▶ [AIM]
Extract verbatim every line of the records below, starting with the line containing "Where can the kitten's" and going on through the final line of the records.

-*-*-

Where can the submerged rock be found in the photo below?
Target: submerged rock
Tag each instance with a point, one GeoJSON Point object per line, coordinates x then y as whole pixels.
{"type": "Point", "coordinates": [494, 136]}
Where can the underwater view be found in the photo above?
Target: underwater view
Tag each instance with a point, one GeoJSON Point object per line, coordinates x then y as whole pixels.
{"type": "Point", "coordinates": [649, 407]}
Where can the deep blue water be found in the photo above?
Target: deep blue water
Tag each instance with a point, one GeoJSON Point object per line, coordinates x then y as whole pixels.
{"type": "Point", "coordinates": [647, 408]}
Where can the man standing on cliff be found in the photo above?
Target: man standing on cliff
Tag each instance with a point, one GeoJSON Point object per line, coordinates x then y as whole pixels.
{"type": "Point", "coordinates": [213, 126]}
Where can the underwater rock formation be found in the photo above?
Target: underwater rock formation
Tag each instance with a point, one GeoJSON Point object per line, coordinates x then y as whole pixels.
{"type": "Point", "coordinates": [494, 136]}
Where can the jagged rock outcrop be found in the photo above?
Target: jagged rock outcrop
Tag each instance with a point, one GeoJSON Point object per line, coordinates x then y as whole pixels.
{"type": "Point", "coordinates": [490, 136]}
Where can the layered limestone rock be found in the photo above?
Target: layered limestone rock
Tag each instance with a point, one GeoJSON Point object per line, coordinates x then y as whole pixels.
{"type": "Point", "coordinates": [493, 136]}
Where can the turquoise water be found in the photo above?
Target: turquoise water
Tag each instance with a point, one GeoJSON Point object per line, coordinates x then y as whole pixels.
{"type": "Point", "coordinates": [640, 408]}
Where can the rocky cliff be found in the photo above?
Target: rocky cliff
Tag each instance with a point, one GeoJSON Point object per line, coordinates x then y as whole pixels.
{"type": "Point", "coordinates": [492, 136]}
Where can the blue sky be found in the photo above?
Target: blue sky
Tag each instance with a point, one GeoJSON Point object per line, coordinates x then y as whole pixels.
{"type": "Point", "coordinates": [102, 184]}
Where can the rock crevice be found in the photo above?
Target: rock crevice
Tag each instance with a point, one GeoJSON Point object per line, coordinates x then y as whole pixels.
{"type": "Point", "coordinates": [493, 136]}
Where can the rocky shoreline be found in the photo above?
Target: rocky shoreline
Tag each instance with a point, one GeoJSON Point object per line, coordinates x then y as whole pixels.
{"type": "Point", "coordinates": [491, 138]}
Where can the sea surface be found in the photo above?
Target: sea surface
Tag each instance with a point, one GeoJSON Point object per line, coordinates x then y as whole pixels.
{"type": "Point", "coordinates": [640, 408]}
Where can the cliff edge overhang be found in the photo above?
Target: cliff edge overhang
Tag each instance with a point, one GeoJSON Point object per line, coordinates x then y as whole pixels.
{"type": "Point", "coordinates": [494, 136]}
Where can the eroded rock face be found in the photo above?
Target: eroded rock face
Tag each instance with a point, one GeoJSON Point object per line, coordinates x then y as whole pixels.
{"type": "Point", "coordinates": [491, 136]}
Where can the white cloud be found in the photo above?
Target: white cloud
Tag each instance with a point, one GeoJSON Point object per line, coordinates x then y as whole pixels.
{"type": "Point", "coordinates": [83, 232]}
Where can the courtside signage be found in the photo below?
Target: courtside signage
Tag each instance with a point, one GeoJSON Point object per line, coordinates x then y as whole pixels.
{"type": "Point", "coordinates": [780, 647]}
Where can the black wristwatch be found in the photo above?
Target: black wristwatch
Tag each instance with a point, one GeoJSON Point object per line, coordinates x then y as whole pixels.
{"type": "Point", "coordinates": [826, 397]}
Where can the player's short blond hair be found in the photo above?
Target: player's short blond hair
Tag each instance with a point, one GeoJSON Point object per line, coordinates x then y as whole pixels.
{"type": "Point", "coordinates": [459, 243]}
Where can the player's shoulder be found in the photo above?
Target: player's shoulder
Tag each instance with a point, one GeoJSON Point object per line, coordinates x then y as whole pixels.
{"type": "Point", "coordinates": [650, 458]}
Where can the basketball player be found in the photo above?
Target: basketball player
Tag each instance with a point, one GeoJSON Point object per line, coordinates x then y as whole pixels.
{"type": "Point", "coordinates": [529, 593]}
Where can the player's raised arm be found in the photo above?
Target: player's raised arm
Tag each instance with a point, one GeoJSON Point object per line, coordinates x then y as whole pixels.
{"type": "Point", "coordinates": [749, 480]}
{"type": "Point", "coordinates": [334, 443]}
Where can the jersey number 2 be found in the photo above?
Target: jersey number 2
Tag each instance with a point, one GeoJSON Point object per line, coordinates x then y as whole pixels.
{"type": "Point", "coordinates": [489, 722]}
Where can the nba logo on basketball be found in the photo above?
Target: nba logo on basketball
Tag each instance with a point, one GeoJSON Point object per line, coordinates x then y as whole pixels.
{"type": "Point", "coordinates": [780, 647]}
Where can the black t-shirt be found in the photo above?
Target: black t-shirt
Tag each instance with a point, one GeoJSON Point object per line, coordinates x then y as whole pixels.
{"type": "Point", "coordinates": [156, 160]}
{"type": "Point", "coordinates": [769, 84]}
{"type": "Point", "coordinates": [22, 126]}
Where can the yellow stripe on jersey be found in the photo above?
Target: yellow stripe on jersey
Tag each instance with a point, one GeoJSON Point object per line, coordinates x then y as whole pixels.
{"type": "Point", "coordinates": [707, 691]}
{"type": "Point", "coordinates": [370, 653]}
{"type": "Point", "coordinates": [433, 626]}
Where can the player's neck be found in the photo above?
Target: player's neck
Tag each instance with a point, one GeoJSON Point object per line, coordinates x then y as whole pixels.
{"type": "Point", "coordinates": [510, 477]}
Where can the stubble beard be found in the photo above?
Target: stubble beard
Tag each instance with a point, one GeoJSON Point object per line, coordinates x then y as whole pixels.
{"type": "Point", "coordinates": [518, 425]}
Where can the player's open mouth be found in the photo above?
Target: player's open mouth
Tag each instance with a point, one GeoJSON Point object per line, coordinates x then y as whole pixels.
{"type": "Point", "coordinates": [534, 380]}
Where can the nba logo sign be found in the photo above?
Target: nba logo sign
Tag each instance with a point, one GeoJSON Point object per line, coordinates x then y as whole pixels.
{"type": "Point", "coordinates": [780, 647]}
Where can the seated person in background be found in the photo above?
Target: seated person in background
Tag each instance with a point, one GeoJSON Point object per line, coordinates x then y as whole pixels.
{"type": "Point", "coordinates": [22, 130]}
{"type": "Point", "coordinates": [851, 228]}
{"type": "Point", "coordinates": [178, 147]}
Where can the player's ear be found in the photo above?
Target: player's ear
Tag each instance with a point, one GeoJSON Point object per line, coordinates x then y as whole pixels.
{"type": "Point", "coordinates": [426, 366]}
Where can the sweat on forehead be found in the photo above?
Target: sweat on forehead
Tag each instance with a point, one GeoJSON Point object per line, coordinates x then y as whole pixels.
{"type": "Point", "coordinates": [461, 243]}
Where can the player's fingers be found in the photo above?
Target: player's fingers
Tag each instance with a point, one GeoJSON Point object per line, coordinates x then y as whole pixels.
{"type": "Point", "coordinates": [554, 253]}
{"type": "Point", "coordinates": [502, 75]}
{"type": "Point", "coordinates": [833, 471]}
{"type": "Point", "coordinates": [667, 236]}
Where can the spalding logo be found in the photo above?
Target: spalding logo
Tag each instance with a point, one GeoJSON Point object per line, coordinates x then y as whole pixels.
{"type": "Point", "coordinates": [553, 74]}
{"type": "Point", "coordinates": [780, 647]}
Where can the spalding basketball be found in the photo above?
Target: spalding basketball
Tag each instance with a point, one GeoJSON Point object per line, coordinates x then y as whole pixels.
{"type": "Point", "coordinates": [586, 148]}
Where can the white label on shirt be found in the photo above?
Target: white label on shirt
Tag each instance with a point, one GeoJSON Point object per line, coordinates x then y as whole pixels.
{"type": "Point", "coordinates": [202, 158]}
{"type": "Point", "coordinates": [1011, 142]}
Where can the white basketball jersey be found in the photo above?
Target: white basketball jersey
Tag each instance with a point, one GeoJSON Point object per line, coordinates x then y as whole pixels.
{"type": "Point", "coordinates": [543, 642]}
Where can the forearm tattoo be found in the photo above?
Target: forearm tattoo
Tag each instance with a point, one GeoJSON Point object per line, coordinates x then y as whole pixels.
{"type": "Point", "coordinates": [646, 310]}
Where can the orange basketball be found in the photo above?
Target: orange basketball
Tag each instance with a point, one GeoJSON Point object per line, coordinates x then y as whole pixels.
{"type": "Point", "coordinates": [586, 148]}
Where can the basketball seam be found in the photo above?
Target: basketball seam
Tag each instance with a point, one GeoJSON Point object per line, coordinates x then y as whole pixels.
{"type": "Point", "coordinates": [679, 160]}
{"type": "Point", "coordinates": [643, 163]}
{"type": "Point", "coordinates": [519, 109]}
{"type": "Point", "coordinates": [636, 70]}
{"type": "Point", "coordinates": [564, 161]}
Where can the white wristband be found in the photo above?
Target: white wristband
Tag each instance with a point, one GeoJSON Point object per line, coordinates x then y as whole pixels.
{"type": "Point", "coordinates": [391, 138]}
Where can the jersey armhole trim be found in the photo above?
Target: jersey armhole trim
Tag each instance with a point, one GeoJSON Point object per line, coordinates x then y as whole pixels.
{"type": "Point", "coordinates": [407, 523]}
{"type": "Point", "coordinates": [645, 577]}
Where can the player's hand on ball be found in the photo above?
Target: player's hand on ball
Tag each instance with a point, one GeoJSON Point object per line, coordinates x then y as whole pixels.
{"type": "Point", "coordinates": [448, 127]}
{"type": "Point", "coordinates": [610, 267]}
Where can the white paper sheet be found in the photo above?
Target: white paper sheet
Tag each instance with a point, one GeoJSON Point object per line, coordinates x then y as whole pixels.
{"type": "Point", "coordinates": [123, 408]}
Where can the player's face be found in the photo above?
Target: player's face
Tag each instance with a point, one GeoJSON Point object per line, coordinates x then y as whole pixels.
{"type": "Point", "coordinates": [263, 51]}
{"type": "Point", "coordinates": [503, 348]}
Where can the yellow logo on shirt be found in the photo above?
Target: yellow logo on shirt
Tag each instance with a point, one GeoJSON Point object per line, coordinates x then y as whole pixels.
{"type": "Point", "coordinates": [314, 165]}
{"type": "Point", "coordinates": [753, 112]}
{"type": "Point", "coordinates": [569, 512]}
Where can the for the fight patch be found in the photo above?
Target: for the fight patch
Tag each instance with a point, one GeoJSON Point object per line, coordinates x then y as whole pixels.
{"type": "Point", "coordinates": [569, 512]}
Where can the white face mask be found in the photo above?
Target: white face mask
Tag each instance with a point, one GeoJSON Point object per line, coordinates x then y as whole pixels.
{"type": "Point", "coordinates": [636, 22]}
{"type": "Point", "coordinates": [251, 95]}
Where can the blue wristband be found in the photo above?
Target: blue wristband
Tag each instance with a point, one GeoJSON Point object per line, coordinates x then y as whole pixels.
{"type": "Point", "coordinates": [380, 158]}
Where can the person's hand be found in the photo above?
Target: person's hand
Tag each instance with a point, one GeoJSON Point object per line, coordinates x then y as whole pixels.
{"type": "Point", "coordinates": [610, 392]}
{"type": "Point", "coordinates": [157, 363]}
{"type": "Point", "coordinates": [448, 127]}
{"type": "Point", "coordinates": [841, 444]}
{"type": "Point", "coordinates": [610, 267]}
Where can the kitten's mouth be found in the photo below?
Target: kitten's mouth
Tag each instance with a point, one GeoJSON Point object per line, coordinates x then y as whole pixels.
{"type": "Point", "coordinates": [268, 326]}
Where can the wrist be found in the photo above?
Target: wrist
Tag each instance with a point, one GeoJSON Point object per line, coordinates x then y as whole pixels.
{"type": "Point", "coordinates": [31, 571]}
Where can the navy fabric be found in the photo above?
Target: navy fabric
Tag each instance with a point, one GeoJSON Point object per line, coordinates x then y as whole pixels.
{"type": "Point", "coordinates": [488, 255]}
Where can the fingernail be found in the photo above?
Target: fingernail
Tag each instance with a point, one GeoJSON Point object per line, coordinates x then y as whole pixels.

-*-*-

▶ [SOLUTION TO THIS TASK]
Where can the kitten's mouth be found in the photo below?
Target: kitten's mouth
Tag each instance with a point, one GeoJSON Point object per line, coordinates x then y as whole pixels.
{"type": "Point", "coordinates": [268, 326]}
Where can the wrist be found in the photo above?
Target: wrist
Tag each instance with a point, one GeoJSON Point object per line, coordinates x then y as whole pixels.
{"type": "Point", "coordinates": [31, 571]}
Where can the navy fabric be found in the photo above?
Target: navy fabric
Tag each instance with a point, one GeoJSON Point object per line, coordinates x then y as whole pixels.
{"type": "Point", "coordinates": [488, 255]}
Where can the fingernail be found in the photo above?
Target: fingernail
Tag each instance with a point, one GeoJSON Point object per line, coordinates x then y as whole pixels.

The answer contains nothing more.